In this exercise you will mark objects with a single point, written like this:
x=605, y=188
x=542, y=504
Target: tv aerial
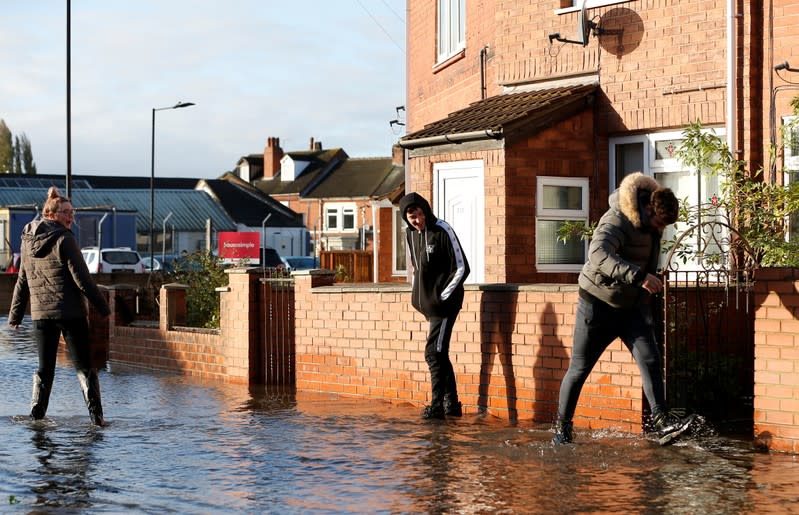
x=584, y=29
+-------+
Transcribe the material exactly, leaving every picture out.

In this exercise you will mark objects with a single point, written like this:
x=605, y=188
x=542, y=504
Target: tv aerial
x=584, y=29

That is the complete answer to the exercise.